● **Directive**
Copy the following rows word for word.

[Object position entries with labels]
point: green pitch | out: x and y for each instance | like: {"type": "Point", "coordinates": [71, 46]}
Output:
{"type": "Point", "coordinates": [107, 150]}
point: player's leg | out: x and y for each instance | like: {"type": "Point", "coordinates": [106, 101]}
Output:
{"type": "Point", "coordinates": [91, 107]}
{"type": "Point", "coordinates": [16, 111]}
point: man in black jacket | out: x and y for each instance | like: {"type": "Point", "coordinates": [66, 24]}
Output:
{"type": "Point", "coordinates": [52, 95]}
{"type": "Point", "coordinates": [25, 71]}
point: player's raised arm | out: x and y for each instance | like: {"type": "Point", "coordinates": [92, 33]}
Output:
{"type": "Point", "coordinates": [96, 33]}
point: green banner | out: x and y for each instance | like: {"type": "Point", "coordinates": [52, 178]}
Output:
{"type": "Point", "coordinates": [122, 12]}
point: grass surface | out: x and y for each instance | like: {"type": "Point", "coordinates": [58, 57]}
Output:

● **Completed task**
point: green pitch | out: x and y for each instance | like: {"type": "Point", "coordinates": [71, 46]}
Output:
{"type": "Point", "coordinates": [107, 150]}
point: player's leg | out: x and y for each instance | like: {"type": "Point", "coordinates": [106, 101]}
Output:
{"type": "Point", "coordinates": [91, 107]}
{"type": "Point", "coordinates": [16, 111]}
point: man in black jacket | out: x and y for each instance | like: {"type": "Point", "coordinates": [66, 24]}
Output:
{"type": "Point", "coordinates": [52, 95]}
{"type": "Point", "coordinates": [25, 71]}
point: player's raised arm | out: x and y for each instance | like: {"type": "Point", "coordinates": [92, 33]}
Output:
{"type": "Point", "coordinates": [96, 33]}
point: green banner | out: x and y for each instance | like: {"type": "Point", "coordinates": [52, 178]}
Output:
{"type": "Point", "coordinates": [122, 12]}
point: grass surface | out: x and y for each instance | like: {"type": "Point", "coordinates": [58, 57]}
Output:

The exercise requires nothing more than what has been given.